--- Texto fornecido ---

A cultura europeia matou Deus… e agora?

Há muito tempo que várias vozes vêm falando da questão da islamização da Europa. Até há pouco, parecia um tema algo anacrónico. Hoje, é um facto e começa a ter contornos que muitos julgavam inimagináveis.

Não nos referimos sequer aos atentados terroristas que vão crescendo de tom e vão lançando o pânico num cada vez maior número de países. São atentados irracionais, cobardes e que tocam níveis de indignidade humana nunca antes experimentados. O terrorismo é sempre inqualificável e a Europa tem uma triste história neste capítulo com várias alíneas.

O tema que aqui hoje nos traz é, contudo, a reacção que se começa a notar na Europa contra a cultura islâmica que está cada vez mais presente no quotidiano europeu. Vão surgindo manifestações contra a islamização, nomeadamente na Alemanha, na Suécia, na Dinamarca, um pouco por todo o lado. Este facto, merece-nos uma reflexão.

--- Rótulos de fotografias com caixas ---
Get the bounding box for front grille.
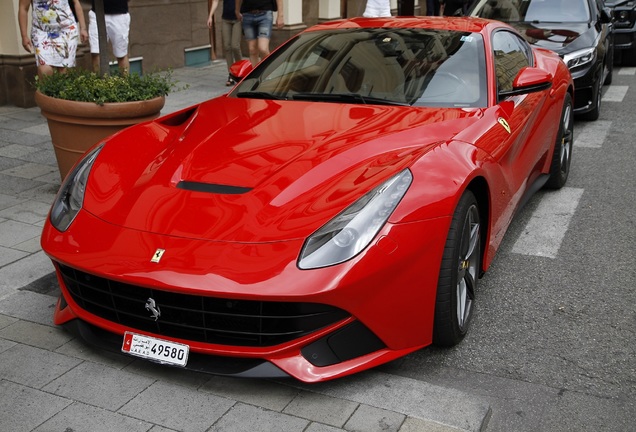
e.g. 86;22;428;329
58;264;348;347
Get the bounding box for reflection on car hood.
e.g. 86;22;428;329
84;97;479;242
509;22;597;55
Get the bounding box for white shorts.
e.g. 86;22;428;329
88;11;130;58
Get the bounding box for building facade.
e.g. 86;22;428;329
0;0;424;107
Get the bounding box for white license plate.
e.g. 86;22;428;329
121;332;190;367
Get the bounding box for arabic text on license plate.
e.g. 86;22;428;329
121;332;190;366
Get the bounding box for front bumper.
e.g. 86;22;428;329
42;212;449;382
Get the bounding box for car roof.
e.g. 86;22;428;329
305;16;508;33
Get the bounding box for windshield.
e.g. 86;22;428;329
470;0;590;23
231;28;486;107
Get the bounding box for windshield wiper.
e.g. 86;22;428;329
291;93;410;106
235;92;287;100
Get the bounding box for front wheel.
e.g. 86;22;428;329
433;191;481;346
545;93;574;189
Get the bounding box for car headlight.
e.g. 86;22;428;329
298;169;413;270
563;48;596;69
51;144;103;231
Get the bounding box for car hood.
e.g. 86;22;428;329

--- Tarefa indicada ---
Copie de novo o trecho do texto sobre a islamização da Europa que vai de "A cultura europeia" até "com várias alíneas.", inclusive, mudando "atentados" para "ataques".

--- Resposta ---
A cultura europeia matou Deus… e agora?

Há muito tempo que várias vozes vêm falando da questão da islamização da Europa. Até há pouco, parecia um tema algo anacrónico. Hoje, é um facto e começa a ter contornos que muitos julgavam inimagináveis.

Não nos referimos sequer aos ataques terroristas que vão crescendo de tom e vão lançando o pânico num cada vez maior número de países. São ataques irracionais, cobardes e que tocam níveis de indignidade humana nunca antes experimentados. O terrorismo é sempre inqualificável e a Europa tem uma triste história neste capítulo com várias alíneas.